Please turn all the items below into a numbered list of their lines, skipping any blank lines and leaving out the pictures.

§ §

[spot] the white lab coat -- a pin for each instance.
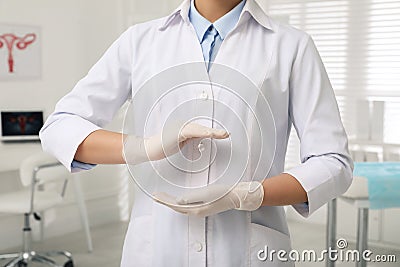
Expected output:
(284, 63)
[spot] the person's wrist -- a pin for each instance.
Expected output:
(251, 195)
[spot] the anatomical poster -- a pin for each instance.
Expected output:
(20, 52)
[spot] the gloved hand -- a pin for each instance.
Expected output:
(138, 150)
(215, 198)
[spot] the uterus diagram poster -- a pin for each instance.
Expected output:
(20, 52)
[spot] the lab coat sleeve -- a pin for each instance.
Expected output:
(91, 104)
(326, 168)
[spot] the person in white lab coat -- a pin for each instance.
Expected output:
(281, 61)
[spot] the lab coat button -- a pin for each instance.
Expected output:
(204, 95)
(201, 147)
(198, 246)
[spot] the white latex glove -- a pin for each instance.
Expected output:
(168, 142)
(214, 199)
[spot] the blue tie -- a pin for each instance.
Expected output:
(208, 45)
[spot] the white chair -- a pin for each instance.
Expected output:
(34, 200)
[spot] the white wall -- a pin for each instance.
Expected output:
(74, 35)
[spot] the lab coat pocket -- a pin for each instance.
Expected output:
(138, 243)
(268, 247)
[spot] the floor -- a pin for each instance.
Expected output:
(108, 240)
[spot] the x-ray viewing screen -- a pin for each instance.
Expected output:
(21, 125)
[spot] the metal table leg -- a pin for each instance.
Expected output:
(82, 210)
(362, 234)
(331, 230)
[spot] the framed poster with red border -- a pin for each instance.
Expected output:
(20, 52)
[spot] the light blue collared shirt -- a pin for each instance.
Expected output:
(211, 35)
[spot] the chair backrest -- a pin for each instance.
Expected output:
(32, 164)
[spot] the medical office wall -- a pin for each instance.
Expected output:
(73, 35)
(359, 42)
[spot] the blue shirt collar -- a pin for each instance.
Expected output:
(223, 25)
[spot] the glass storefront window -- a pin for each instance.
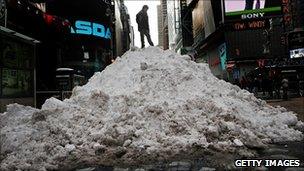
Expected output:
(16, 57)
(16, 82)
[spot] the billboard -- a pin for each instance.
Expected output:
(251, 9)
(297, 53)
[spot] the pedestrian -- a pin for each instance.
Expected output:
(143, 26)
(285, 88)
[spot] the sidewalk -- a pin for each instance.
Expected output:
(293, 104)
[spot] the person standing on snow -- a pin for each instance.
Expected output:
(143, 26)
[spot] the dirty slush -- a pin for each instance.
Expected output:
(149, 105)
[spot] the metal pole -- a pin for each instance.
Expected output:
(5, 18)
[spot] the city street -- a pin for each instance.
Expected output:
(142, 85)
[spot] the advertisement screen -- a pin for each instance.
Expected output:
(251, 9)
(297, 53)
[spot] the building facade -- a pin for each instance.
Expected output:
(235, 41)
(74, 42)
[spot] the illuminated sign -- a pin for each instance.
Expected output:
(249, 25)
(251, 9)
(89, 28)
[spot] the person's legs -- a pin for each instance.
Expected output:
(149, 37)
(142, 39)
(249, 4)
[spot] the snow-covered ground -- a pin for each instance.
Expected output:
(148, 105)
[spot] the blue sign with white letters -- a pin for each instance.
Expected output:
(89, 28)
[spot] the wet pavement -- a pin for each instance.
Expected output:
(281, 151)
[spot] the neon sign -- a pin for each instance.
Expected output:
(89, 28)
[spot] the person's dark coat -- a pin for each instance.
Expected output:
(142, 21)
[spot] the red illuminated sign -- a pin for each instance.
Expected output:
(249, 25)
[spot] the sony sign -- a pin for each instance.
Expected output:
(89, 28)
(253, 16)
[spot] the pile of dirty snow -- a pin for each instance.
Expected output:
(149, 105)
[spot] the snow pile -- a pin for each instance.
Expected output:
(149, 105)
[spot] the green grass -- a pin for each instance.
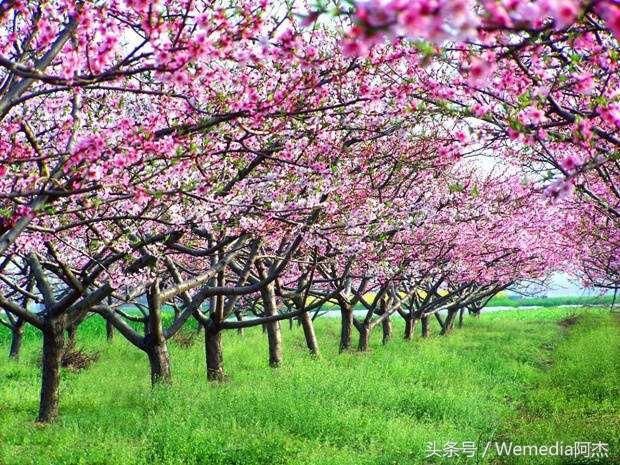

§ §

RESPONSE:
1. [spot] the white lab coat -- a pin for each instance.
2. Expected output:
3. (284, 63)
4. [spot] the person's wrist -- a pin for each instance.
5. Expected output:
6. (251, 195)
7. [spot] the anatomical poster -- a pin for each instance.
8. Expected output:
9. (20, 52)
10. [spot] the gloved hand -- a pin for each instance.
11. Expected output:
12. (138, 150)
13. (215, 198)
14. [spot] the uterus diagram poster -- a pin for each instance.
15. Expected output:
16. (20, 52)
17. [spot] the lab coat sleeve -- a pin for each instance.
18. Expected output:
19. (91, 104)
20. (326, 168)
21. [spot] the person in white lab coat -- a pin for each instance.
22. Expected output:
23. (281, 61)
24. [spot] the lab coat button -- a pin for each instance.
25. Expected output:
26. (204, 95)
27. (201, 147)
28. (198, 246)
29. [spot] the white latex glove -- a pin for each instance.
30. Expected output:
31. (168, 142)
32. (214, 199)
33. [spot] the blue tie -- a pin for each instance.
34. Expected output:
35. (208, 45)
36. [spot] the white chair -- a pin for each instance.
37. Expected output:
38. (34, 200)
39. [spot] the white wall -- a pin for each instance.
40. Expected output:
41. (74, 35)
42. [spot] the lab coat pocket -- a pin for each instance.
43. Expected output:
44. (138, 243)
45. (268, 247)
46. [spot] the floor -- a pin for each instance.
47. Expected output:
48. (108, 240)
49. [spot] the x-ray viewing screen -- a pin for each instance.
50. Expected output:
51. (21, 125)
52. [spot] the metal table leg -- a pin for each instance.
53. Expected output:
54. (82, 210)
55. (362, 234)
56. (331, 230)
57. [spot] the framed poster with red border -- a pin for each instance.
58. Expected output:
59. (20, 52)
60. [spot] the light blue collared shirt -- a pin for each instance.
61. Expected output:
62. (211, 35)
63. [spot] the chair backrest -- a pin for each instance.
64. Expected output:
65. (32, 164)
66. [spot] the medical office wall -- a pin for each instance.
67. Expected output:
68. (73, 35)
69. (359, 42)
70. [spot] the blue shirt collar -- a pin for each instance.
71. Expected output:
72. (223, 25)
73. [spot] the glass storefront window -- a pin for each instance.
74. Expected output:
75. (16, 57)
76. (16, 82)
77. [spot] the billboard -- a pin for each instance.
78. Expected output:
79. (251, 9)
80. (297, 53)
81. [spot] the pedestrian -- a pin for each instance.
82. Expected output:
83. (143, 26)
84. (285, 88)
85. [spot] the sidewalk -- a pin for each instance.
86. Expected output:
87. (293, 104)
88. [spot] the person standing on snow -- a pin for each instance.
89. Expected output:
90. (143, 26)
91. [spot] the dirty slush -- a pin for each instance.
92. Expected output:
93. (149, 105)
94. [spot] the metal pole -- a pin for each instance.
95. Expected output:
96. (5, 18)
97. [spot] the city street -- a pin for each instance.
98. Expected output:
99. (142, 85)
100. [spot] the advertisement screen -- a pin for each instance.
101. Expected output:
102. (251, 9)
103. (297, 53)
104. [spot] the building facade -- a pin for each instance.
105. Expected output:
106. (235, 41)
107. (74, 42)
108. [spot] the illuminated sign -- a pin for each instance.
109. Expected output:
110. (249, 25)
111. (251, 9)
112. (89, 28)
113. [spot] the person's legs -- a pin for each instance.
114. Expected output:
115. (149, 37)
116. (142, 39)
117. (249, 4)
118. [spot] the snow-covered ground -- a pin for each instance.
119. Expected output:
120. (148, 105)
121. [spot] the blue sign with white letters -- a pin for each instance.
122. Expected output:
123. (89, 28)
124. [spot] the wet pavement -- a pin for each instance.
125. Expected output:
126. (281, 151)
127. [spot] the neon sign -- a pin for each instance.
128. Expected output:
129. (89, 28)
130. [spot] the person's dark coat -- a pin for each instance.
131. Expected output:
132. (142, 21)
133. [spot] the red illuminated sign -- a pin for each instance.
134. Expected output:
135. (249, 25)
136. [spot] the sony sign -- a pin for each instance.
137. Expected output:
138. (89, 28)
139. (253, 16)
140. [spot] the pile of dirty snow -- a pin for each instance.
141. Expected output:
142. (149, 105)
143. [spot] the snow pile -- a pin for each instance.
144. Expected output:
145. (149, 105)
146. [spot] the green grass -- a pin for each instance.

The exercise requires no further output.